## Begin STORED RECORDS

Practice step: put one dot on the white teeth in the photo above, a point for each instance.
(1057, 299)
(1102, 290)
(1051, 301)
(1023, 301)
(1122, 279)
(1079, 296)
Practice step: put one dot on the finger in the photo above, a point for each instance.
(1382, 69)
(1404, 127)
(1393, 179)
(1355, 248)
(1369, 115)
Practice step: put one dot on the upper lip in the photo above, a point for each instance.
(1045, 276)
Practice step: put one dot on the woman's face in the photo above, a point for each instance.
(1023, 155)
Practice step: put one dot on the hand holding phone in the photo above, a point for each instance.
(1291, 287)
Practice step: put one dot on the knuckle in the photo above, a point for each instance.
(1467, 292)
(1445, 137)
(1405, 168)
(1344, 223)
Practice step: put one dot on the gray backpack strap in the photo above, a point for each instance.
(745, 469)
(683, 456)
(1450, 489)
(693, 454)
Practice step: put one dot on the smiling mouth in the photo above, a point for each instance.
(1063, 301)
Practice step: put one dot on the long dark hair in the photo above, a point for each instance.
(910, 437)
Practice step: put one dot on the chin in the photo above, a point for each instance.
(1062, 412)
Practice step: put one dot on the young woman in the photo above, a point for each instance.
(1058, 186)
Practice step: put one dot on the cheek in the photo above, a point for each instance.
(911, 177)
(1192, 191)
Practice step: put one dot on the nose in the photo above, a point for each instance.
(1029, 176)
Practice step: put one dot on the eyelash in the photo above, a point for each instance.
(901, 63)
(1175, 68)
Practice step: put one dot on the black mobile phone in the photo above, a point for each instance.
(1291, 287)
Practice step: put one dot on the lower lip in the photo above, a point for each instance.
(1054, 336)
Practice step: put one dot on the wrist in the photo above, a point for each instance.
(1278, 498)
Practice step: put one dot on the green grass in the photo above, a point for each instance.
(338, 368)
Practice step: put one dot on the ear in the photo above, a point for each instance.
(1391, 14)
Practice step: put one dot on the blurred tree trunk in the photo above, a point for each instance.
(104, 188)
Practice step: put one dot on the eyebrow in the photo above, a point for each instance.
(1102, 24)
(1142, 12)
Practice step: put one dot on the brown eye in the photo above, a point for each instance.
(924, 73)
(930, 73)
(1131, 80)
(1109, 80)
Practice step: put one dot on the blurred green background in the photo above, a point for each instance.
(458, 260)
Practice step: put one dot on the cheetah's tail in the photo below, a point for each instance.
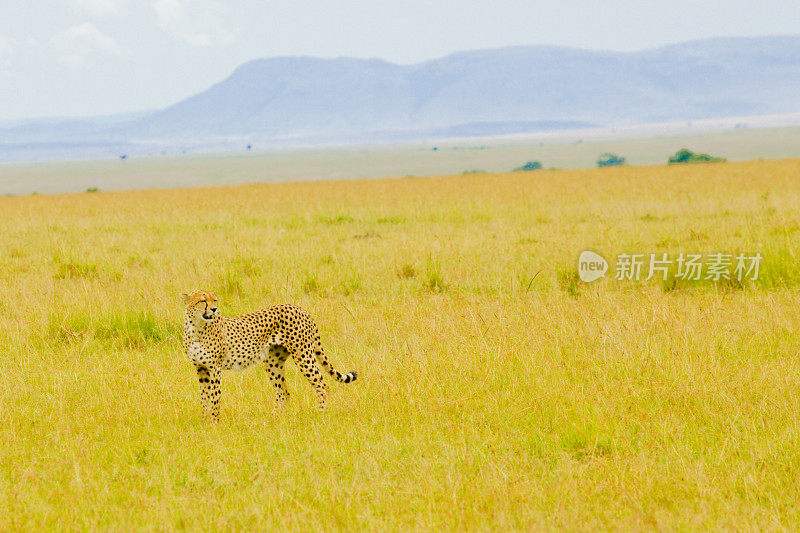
(326, 365)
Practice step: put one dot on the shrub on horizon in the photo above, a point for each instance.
(530, 165)
(687, 156)
(610, 160)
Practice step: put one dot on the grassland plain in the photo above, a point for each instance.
(495, 390)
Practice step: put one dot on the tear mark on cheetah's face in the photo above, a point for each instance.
(201, 307)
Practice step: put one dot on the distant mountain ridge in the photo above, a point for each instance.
(300, 96)
(485, 92)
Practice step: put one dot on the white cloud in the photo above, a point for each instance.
(8, 48)
(197, 22)
(101, 8)
(76, 45)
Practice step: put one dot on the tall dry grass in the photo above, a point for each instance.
(495, 389)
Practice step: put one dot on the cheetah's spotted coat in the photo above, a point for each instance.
(214, 343)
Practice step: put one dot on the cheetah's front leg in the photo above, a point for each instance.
(209, 391)
(276, 361)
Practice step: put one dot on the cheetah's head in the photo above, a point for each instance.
(201, 306)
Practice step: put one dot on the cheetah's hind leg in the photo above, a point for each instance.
(275, 365)
(308, 366)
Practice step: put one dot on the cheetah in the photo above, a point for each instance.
(214, 343)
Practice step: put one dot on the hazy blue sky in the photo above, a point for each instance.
(92, 57)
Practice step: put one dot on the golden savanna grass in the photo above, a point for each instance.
(495, 390)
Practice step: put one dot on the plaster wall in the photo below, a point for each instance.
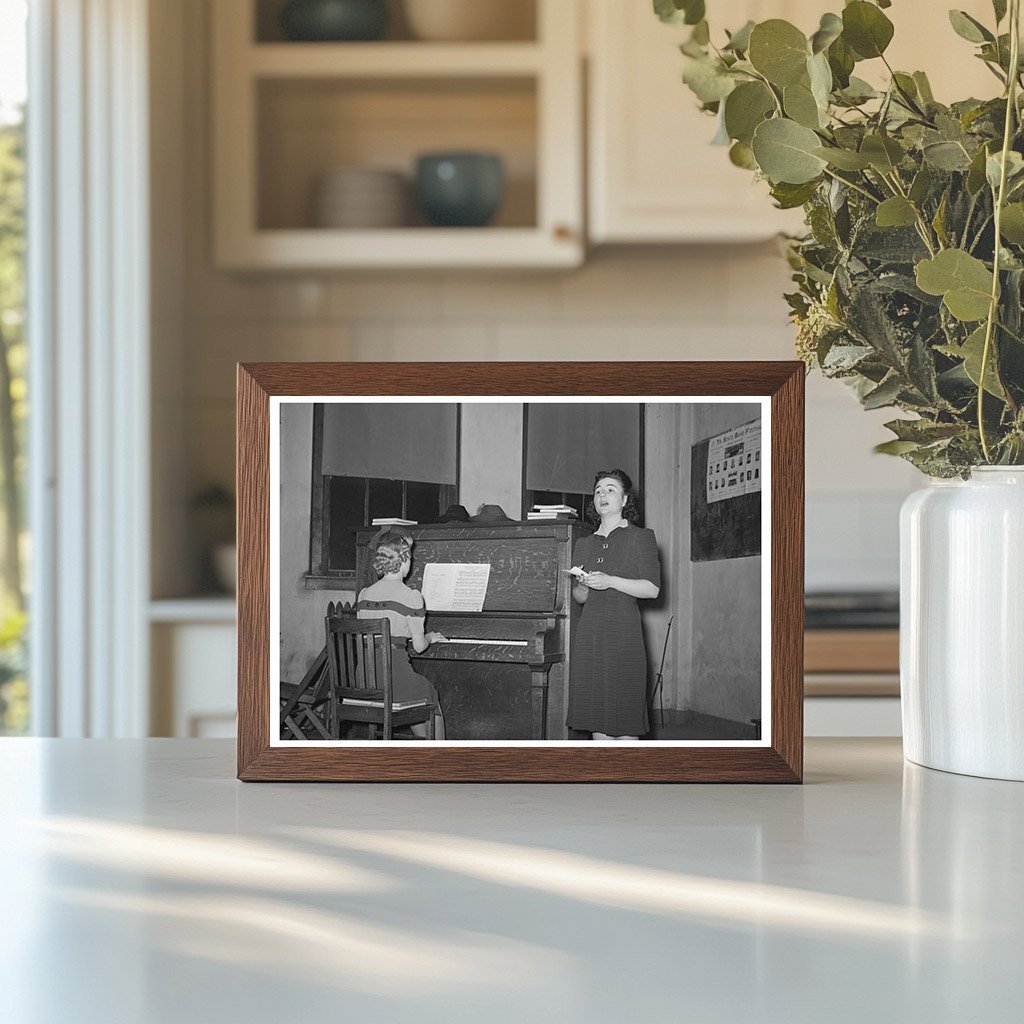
(726, 608)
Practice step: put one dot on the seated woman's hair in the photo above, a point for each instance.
(390, 547)
(632, 511)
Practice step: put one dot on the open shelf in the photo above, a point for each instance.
(286, 114)
(306, 128)
(518, 23)
(393, 59)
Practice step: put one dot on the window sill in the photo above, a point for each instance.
(343, 581)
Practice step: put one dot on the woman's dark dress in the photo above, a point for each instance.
(608, 665)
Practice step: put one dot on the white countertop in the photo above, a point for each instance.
(142, 884)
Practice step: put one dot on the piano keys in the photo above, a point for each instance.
(504, 672)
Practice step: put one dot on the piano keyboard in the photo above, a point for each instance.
(504, 643)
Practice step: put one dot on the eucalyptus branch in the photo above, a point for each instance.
(853, 185)
(993, 304)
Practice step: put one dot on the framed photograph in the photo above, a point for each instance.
(520, 571)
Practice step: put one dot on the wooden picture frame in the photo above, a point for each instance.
(777, 758)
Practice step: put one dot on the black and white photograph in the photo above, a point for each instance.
(559, 571)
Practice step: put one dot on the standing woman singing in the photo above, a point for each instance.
(608, 665)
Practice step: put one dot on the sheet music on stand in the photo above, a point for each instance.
(456, 586)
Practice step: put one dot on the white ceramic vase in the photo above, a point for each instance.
(962, 624)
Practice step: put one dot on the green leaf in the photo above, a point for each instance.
(841, 60)
(778, 50)
(820, 78)
(800, 105)
(845, 160)
(895, 448)
(745, 108)
(885, 394)
(742, 156)
(784, 152)
(922, 185)
(895, 212)
(680, 11)
(708, 80)
(924, 86)
(946, 156)
(883, 153)
(923, 431)
(739, 41)
(969, 29)
(993, 169)
(829, 30)
(1012, 223)
(865, 29)
(963, 281)
(976, 174)
(788, 197)
(971, 352)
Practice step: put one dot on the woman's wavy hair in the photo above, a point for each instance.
(390, 547)
(632, 511)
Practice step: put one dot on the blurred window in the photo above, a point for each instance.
(13, 366)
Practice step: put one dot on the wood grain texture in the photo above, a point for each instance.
(782, 762)
(851, 650)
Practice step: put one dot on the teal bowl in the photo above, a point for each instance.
(460, 189)
(334, 20)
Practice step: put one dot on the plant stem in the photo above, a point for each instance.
(993, 304)
(923, 227)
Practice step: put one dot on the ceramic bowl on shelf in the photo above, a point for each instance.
(460, 189)
(334, 20)
(225, 566)
(471, 20)
(361, 198)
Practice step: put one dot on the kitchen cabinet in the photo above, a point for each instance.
(193, 668)
(286, 113)
(652, 174)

## End STORED RECORDS

EXERCISE OBJECTIVE
Without including the pictures, reproduce all entries exactly.

WRITTEN ANSWER
Practice step: put one dot on the white teeth in the photo above, a point for each instance.
(1057, 299)
(1102, 290)
(1051, 301)
(1023, 301)
(1122, 279)
(1079, 296)
Practice step: put one dot on the finger in the photo above, a point for each instance.
(1382, 69)
(1404, 127)
(1393, 179)
(1355, 248)
(1369, 115)
Practice step: put one dot on the upper lip in the photo above, a point for each instance.
(1045, 276)
Practice step: put one dot on the woman's face in the photo above, a point for each instance.
(1023, 155)
Practice step: put one dot on the hand holding phone in the photo above, a point for each instance.
(1291, 287)
Practice step: put one dot on the knuckle in the photo above, a point for each instance.
(1467, 292)
(1445, 137)
(1405, 168)
(1344, 223)
Practice step: put one dot on the gray backpack strap in the photo above, a point for each instance.
(745, 469)
(683, 456)
(1450, 489)
(693, 454)
Practice step: put one dot on the smiling mouth in the photo above, a point for each instance.
(1063, 301)
Practice step: put one dot on the long dark hair in the photo above, a point for each instance.
(910, 437)
Practice step: put one dot on the chin in the photo above, a point for each instance.
(1062, 412)
Practice step: put one dot on the young woman in the photo above, a point for each instance.
(1058, 186)
Practice step: put one dot on the cheek in the photo above, a point for each instance.
(911, 177)
(1192, 191)
Practice step: put one dot on the nose in the photo above, a point for each instance.
(1029, 176)
Practice step: put one dot on the eyelash in the photo above, a point for each instance.
(901, 63)
(1175, 68)
Practice step: put one dot on the black mobile phone in the photo above, a point for each instance.
(1291, 287)
Practice step: put one dot on the lower lip in the photo above, a point for each instance.
(1054, 336)
Practice step: put one dot on the wrist in the photo above, a point for each instance.
(1278, 498)
Practice step: put one dot on the green grass in the photo above, a point for each instance.
(338, 368)
Practice step: put one dot on the ear in the photo above, a point for each instance.
(1391, 14)
Practice step: put one dot on the blurred tree trunk in the photo above, a point for each instance.
(104, 188)
Practice step: put one dot on the eyebrow in the photo above, a point for each instance.
(1102, 24)
(1142, 12)
Practice step: put one dot on the brown eye in the photo above, a point for each instance.
(924, 73)
(930, 73)
(1131, 80)
(1109, 80)
Practice step: put one dot on the blurred green background in the photo above, a point for each instance.
(458, 260)
Practice step: put one dot on the cheetah's tail in the photo below, a point for each instance.
(326, 365)
Practice step: put one dot on the shrub on horizon in the photo above, a point for each instance.
(530, 165)
(687, 156)
(610, 160)
Practice step: put one dot on the grassland plain in the photo above, a point for each instance.
(495, 390)
Practice step: put one dot on the tear mark on cheetah's face in the photo above, a point for each instance.
(201, 307)
Practice step: put one dot on the distant mountain ridge in the photo above, a point for each instance.
(300, 96)
(485, 92)
Practice step: put one dot on the white cloud in the photo above, a point for each instance.
(8, 48)
(197, 22)
(101, 8)
(76, 45)
Practice step: put one dot on the tall dry grass in the photo above, a point for each instance.
(495, 389)
Practice step: put one dot on the cheetah's spotted coat in the photo above, a point for each instance.
(214, 343)
Practice step: put one dot on the cheetah's front leg in the photo above, a point for each instance.
(209, 391)
(276, 361)
Practice step: put one dot on the cheetah's head in the photo above, a point for each instance.
(201, 306)
Practice step: put one dot on the cheetah's hind leg in the photo above, a point for each instance.
(275, 365)
(308, 366)
Practice step: put one dot on the cheetah in the photo above, a point for each instance.
(214, 343)
Practice step: put one dot on the hazy blue sky in the photo above, a point for each instance.
(92, 57)
Practice step: put one dot on the golden savanna grass in the photo above, a point for each instance.
(495, 390)
Practice step: put one dot on the plaster wall in the photo below, a point for each instance.
(726, 608)
Practice step: put one dot on the seated woman's hair in the photo above, a point for each instance.
(390, 547)
(632, 511)
Practice step: put one dot on the open shelf in the photo above, a point for each instance.
(286, 114)
(306, 128)
(518, 23)
(393, 59)
Practice step: put one dot on the window sill in the photo above, a point for each instance.
(343, 581)
Practice step: put one dot on the woman's dark dress in the photo above, a point for each instance.
(608, 665)
Practice step: put one dot on the white countertop in the photo above, a point for each instance.
(142, 884)
Practice step: put one dot on the piano keys in the photo above, a point for each instance.
(504, 672)
Practice step: put one dot on the piano keyboard in the photo above, a point for each instance.
(504, 643)
Practice step: put one dot on the eucalyptus branch in the photo above, a point for each instance.
(853, 185)
(993, 304)
Practice step: put one dot on the framed photograph in the photo above, a point for each instance.
(520, 571)
Practice step: put one dot on the wooden picture frame in the photo above, a point for each instance.
(777, 758)
Practice step: put one dot on the black and white photograph in the photo above, a point for each instance.
(559, 571)
Practice step: put one dot on the standing woman singing in the photo above, a point for each instance.
(608, 665)
Practice step: put one dot on the sheet music on stand in the photo above, a point for each instance.
(456, 586)
Practice step: put one dot on the white ceramic vase in the photo above, a point for each instance.
(962, 624)
Practice step: put one dot on the green leaf in the photo above, a point for each instance.
(841, 60)
(778, 50)
(820, 78)
(800, 105)
(845, 160)
(895, 448)
(745, 108)
(885, 394)
(742, 156)
(784, 152)
(922, 185)
(895, 212)
(680, 11)
(708, 80)
(924, 86)
(946, 156)
(883, 153)
(923, 431)
(739, 41)
(969, 29)
(993, 169)
(829, 30)
(1012, 223)
(865, 29)
(963, 281)
(976, 174)
(788, 197)
(971, 352)
Practice step: put one dot on the woman's wavy hair in the photo above, a point for each instance.
(390, 547)
(632, 511)
Practice step: put one dot on the blurred window in the photo above, a point for each instance.
(13, 366)
Practice step: put one dot on the wood grain texture in the photo above, a point for each instance.
(782, 762)
(851, 650)
Practice step: put one dot on the teal bowl in the photo above, a point for each instance.
(460, 189)
(334, 20)
Practice step: put one dot on the plant stem in the photo above, a point for each instance.
(993, 304)
(923, 227)
Practice step: put one dot on the ceramic bowl on shelf in the photo above, a point for each instance.
(460, 189)
(334, 20)
(225, 566)
(471, 20)
(361, 198)
Practice step: put one dot on the kitchen cabinet in the photo above, a point for each instance.
(193, 668)
(286, 113)
(652, 174)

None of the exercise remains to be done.